• SELECCIÓN
□ □ □

Desde lejos ¿cómo se ve?

Seis lugares en el mundo, lejos de Bagdad: Córdoba, Santiago de Chile, Seúl, Madrid, Berlín, Barcelona... Seis miradas diferentes de la tragedia “en vivo”. Así de simple, una vuelta al mundo en dos páginas.

BARCELONA
Aturem la Guerra

Que Manu Chao, icono “progre” de la ciudad, haya comenzado su concierto en la sala Apolo con un grito de “No a la Guerra” no es noticia. La noticia es que quien lo grite sea Amparo. Amparo tiene dos años y unos ojazos enormes. Va por la calle en brazos de su mamá y repite la frase como sabiendo de qué habla. Barcelona por estos días es eso: un continuo grito callejero, a veces precoz e infantil, pero no por eso menos convincente. Parece haber despertado de un sacudón de su largo sueño de bonanza europeísta y “rebajas Corte Inglés”, para comprender que injusticia social puede ser algo más que no poder comprar el auto último modelo y el celular con cámara de fotos. El rechazo y la indignación que despierta el apoyo del gobierno de Aznar a la aventura militar de Bush produjeron una reacción social inesperada.

□ □ □

• INFORMACIÓN PROPORCIONADA
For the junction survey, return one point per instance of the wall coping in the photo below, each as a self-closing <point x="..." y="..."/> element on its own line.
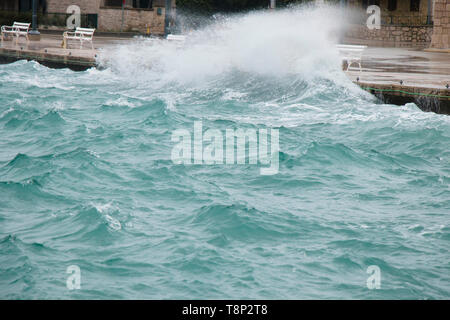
<point x="128" y="8"/>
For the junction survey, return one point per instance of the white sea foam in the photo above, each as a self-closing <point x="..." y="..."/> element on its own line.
<point x="294" y="41"/>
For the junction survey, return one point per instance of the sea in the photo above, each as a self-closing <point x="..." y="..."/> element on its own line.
<point x="93" y="204"/>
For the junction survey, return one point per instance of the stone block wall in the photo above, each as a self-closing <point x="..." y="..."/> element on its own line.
<point x="110" y="19"/>
<point x="398" y="36"/>
<point x="441" y="30"/>
<point x="86" y="6"/>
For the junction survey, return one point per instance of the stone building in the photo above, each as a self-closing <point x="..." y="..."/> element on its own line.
<point x="441" y="28"/>
<point x="419" y="23"/>
<point x="106" y="15"/>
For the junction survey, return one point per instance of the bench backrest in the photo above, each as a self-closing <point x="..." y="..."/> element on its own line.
<point x="85" y="32"/>
<point x="20" y="26"/>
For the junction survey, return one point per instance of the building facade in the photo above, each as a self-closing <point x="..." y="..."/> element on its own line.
<point x="419" y="23"/>
<point x="144" y="16"/>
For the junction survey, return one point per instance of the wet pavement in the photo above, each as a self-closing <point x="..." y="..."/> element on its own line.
<point x="413" y="67"/>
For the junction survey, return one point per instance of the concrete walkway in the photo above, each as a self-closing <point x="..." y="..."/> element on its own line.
<point x="413" y="67"/>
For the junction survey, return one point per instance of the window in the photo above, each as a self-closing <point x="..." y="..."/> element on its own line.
<point x="113" y="3"/>
<point x="142" y="4"/>
<point x="366" y="3"/>
<point x="414" y="5"/>
<point x="392" y="5"/>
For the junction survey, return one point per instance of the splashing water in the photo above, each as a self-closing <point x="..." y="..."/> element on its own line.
<point x="86" y="176"/>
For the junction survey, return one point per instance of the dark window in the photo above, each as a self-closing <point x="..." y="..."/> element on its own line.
<point x="142" y="4"/>
<point x="392" y="5"/>
<point x="25" y="5"/>
<point x="366" y="3"/>
<point x="113" y="3"/>
<point x="415" y="5"/>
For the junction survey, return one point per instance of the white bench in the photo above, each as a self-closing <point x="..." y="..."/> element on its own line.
<point x="80" y="34"/>
<point x="352" y="54"/>
<point x="17" y="29"/>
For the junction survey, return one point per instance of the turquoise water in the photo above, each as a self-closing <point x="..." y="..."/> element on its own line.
<point x="86" y="177"/>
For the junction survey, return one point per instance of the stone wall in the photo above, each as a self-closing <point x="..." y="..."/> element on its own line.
<point x="86" y="6"/>
<point x="397" y="36"/>
<point x="110" y="19"/>
<point x="441" y="30"/>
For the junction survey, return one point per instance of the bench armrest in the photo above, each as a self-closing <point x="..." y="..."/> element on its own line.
<point x="7" y="28"/>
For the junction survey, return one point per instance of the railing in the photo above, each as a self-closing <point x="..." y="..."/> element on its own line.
<point x="48" y="19"/>
<point x="406" y="20"/>
<point x="399" y="20"/>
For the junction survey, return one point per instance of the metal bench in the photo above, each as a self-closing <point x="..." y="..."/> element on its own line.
<point x="80" y="34"/>
<point x="17" y="29"/>
<point x="352" y="54"/>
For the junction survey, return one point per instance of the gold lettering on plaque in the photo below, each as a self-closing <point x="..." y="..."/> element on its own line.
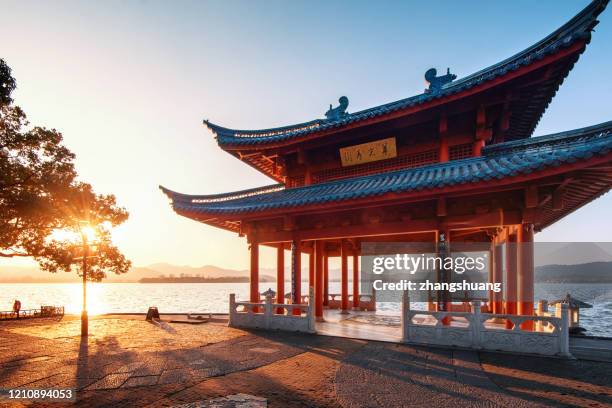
<point x="368" y="152"/>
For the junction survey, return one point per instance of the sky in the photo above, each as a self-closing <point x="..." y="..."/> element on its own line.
<point x="128" y="83"/>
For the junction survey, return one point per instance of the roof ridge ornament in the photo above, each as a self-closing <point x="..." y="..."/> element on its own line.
<point x="437" y="82"/>
<point x="339" y="111"/>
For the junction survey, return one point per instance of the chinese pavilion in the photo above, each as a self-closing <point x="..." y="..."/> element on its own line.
<point x="456" y="163"/>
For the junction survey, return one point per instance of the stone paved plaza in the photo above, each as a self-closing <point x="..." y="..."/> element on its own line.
<point x="127" y="361"/>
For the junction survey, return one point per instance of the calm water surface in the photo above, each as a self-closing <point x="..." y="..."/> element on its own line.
<point x="213" y="297"/>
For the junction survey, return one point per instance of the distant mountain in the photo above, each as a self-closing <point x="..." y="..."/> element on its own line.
<point x="592" y="272"/>
<point x="572" y="253"/>
<point x="28" y="274"/>
<point x="209" y="271"/>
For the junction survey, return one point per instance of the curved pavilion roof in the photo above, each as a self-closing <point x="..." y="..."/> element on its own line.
<point x="500" y="163"/>
<point x="522" y="125"/>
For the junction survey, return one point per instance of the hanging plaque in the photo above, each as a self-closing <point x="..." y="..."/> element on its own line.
<point x="368" y="152"/>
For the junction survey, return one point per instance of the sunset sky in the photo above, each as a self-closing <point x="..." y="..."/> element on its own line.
<point x="129" y="82"/>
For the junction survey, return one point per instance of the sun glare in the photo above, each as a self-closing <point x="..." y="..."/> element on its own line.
<point x="63" y="235"/>
<point x="89" y="233"/>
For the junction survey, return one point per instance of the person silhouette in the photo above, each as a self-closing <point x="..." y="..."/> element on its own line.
<point x="16" y="307"/>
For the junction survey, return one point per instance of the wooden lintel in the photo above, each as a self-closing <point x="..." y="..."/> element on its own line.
<point x="493" y="219"/>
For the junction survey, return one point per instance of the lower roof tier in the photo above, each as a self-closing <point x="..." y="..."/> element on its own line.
<point x="500" y="164"/>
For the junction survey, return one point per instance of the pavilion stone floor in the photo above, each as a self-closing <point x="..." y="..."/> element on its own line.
<point x="129" y="362"/>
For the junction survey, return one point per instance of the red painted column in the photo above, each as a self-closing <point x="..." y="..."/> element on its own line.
<point x="254" y="272"/>
<point x="296" y="274"/>
<point x="311" y="267"/>
<point x="511" y="268"/>
<point x="525" y="272"/>
<point x="280" y="276"/>
<point x="355" y="280"/>
<point x="344" y="268"/>
<point x="498" y="271"/>
<point x="318" y="254"/>
<point x="477" y="148"/>
<point x="325" y="279"/>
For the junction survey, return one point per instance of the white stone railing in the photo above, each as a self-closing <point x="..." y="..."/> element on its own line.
<point x="269" y="315"/>
<point x="366" y="302"/>
<point x="486" y="331"/>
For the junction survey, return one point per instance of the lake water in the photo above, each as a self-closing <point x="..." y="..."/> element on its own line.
<point x="213" y="297"/>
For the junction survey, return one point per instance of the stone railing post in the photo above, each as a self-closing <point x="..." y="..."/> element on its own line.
<point x="564" y="332"/>
<point x="232" y="309"/>
<point x="268" y="312"/>
<point x="310" y="314"/>
<point x="405" y="316"/>
<point x="476" y="324"/>
<point x="542" y="310"/>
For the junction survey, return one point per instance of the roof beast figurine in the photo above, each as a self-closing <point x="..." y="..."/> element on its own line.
<point x="338" y="112"/>
<point x="437" y="82"/>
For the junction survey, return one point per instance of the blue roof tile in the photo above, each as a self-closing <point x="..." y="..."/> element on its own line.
<point x="496" y="163"/>
<point x="578" y="28"/>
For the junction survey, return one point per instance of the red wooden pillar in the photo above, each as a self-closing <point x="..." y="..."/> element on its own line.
<point x="254" y="272"/>
<point x="318" y="254"/>
<point x="355" y="280"/>
<point x="498" y="271"/>
<point x="280" y="276"/>
<point x="443" y="250"/>
<point x="311" y="267"/>
<point x="524" y="239"/>
<point x="511" y="289"/>
<point x="296" y="274"/>
<point x="443" y="131"/>
<point x="477" y="148"/>
<point x="344" y="268"/>
<point x="325" y="278"/>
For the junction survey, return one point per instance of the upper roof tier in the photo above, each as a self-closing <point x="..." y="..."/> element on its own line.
<point x="503" y="163"/>
<point x="571" y="39"/>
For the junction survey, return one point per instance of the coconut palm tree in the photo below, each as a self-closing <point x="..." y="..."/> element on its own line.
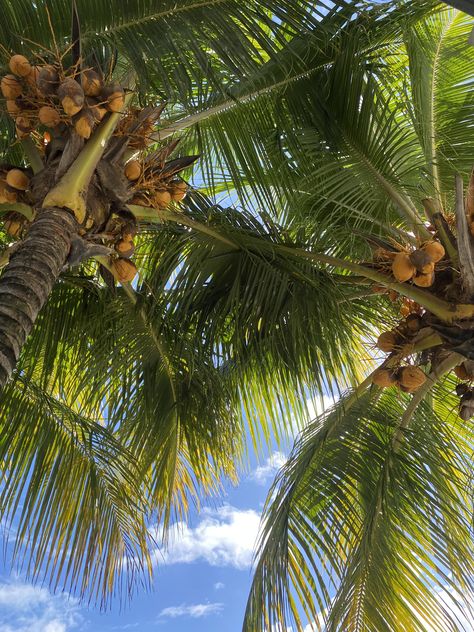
<point x="340" y="127"/>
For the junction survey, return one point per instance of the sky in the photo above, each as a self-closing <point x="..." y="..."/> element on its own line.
<point x="201" y="582"/>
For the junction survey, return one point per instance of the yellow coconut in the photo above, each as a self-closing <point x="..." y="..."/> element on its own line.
<point x="124" y="270"/>
<point x="91" y="83"/>
<point x="383" y="378"/>
<point x="133" y="170"/>
<point x="84" y="124"/>
<point x="10" y="87"/>
<point x="125" y="247"/>
<point x="411" y="378"/>
<point x="424" y="280"/>
<point x="435" y="250"/>
<point x="19" y="65"/>
<point x="387" y="341"/>
<point x="402" y="268"/>
<point x="18" y="179"/>
<point x="49" y="116"/>
<point x="162" y="199"/>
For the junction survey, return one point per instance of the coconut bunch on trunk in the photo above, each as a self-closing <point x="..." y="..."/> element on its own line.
<point x="59" y="108"/>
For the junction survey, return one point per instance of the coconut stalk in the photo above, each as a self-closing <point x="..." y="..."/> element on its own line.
<point x="36" y="263"/>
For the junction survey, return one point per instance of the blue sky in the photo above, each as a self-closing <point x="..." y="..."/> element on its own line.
<point x="201" y="583"/>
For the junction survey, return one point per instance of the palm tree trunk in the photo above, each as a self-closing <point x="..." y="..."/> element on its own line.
<point x="28" y="280"/>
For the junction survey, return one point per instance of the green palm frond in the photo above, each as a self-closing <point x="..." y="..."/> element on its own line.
<point x="72" y="493"/>
<point x="394" y="492"/>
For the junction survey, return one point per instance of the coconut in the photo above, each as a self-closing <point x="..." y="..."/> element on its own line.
<point x="114" y="95"/>
<point x="49" y="116"/>
<point x="421" y="260"/>
<point x="387" y="341"/>
<point x="17" y="179"/>
<point x="402" y="268"/>
<point x="71" y="96"/>
<point x="424" y="280"/>
<point x="13" y="227"/>
<point x="413" y="323"/>
<point x="97" y="109"/>
<point x="13" y="108"/>
<point x="19" y="65"/>
<point x="10" y="87"/>
<point x="48" y="80"/>
<point x="133" y="170"/>
<point x="124" y="270"/>
<point x="91" y="83"/>
<point x="125" y="247"/>
<point x="162" y="199"/>
<point x="434" y="250"/>
<point x="411" y="378"/>
<point x="383" y="378"/>
<point x="84" y="124"/>
<point x="24" y="126"/>
<point x="178" y="191"/>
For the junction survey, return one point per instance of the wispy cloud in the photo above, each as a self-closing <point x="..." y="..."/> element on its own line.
<point x="266" y="472"/>
<point x="223" y="537"/>
<point x="195" y="611"/>
<point x="25" y="607"/>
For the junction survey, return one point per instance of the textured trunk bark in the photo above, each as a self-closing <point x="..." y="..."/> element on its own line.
<point x="28" y="280"/>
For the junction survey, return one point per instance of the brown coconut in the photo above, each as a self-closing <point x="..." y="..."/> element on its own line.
<point x="422" y="261"/>
<point x="19" y="65"/>
<point x="383" y="378"/>
<point x="411" y="378"/>
<point x="10" y="86"/>
<point x="413" y="322"/>
<point x="402" y="268"/>
<point x="13" y="227"/>
<point x="7" y="195"/>
<point x="424" y="280"/>
<point x="434" y="250"/>
<point x="114" y="96"/>
<point x="13" y="108"/>
<point x="161" y="199"/>
<point x="71" y="96"/>
<point x="124" y="270"/>
<point x="133" y="170"/>
<point x="125" y="247"/>
<point x="387" y="341"/>
<point x="49" y="116"/>
<point x="17" y="179"/>
<point x="91" y="83"/>
<point x="47" y="80"/>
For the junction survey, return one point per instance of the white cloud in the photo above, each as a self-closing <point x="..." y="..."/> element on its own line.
<point x="195" y="611"/>
<point x="266" y="472"/>
<point x="223" y="537"/>
<point x="25" y="607"/>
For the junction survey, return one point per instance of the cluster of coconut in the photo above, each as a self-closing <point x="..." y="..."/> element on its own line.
<point x="150" y="189"/>
<point x="49" y="95"/>
<point x="407" y="378"/>
<point x="390" y="341"/>
<point x="418" y="265"/>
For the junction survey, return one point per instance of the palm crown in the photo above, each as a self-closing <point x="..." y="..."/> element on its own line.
<point x="340" y="127"/>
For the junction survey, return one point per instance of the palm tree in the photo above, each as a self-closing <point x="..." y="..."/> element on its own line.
<point x="341" y="127"/>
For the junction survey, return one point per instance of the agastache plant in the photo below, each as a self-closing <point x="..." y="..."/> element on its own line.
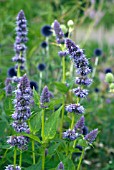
<point x="21" y="39"/>
<point x="79" y="129"/>
<point x="22" y="102"/>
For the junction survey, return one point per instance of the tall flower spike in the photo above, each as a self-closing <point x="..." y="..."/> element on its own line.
<point x="45" y="97"/>
<point x="21" y="39"/>
<point x="80" y="124"/>
<point x="90" y="137"/>
<point x="59" y="33"/>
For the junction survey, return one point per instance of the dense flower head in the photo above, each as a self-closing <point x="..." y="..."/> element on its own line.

□ □ □

• INSTRUCCIÓN
Reproduce sin cambios el tramo de la selección de arriba que va desde "Desde lejos ¿cómo" hasta "en dos páginas.".

• RESPUESTA AL PROBLEMA
Desde lejos ¿cómo se ve?

Seis lugares en el mundo, lejos de Bagdad: Córdoba, Santiago de Chile, Seúl, Madrid, Berlín, Barcelona... Seis miradas diferentes de la tragedia “en vivo”. Así de simple, una vuelta al mundo en dos páginas.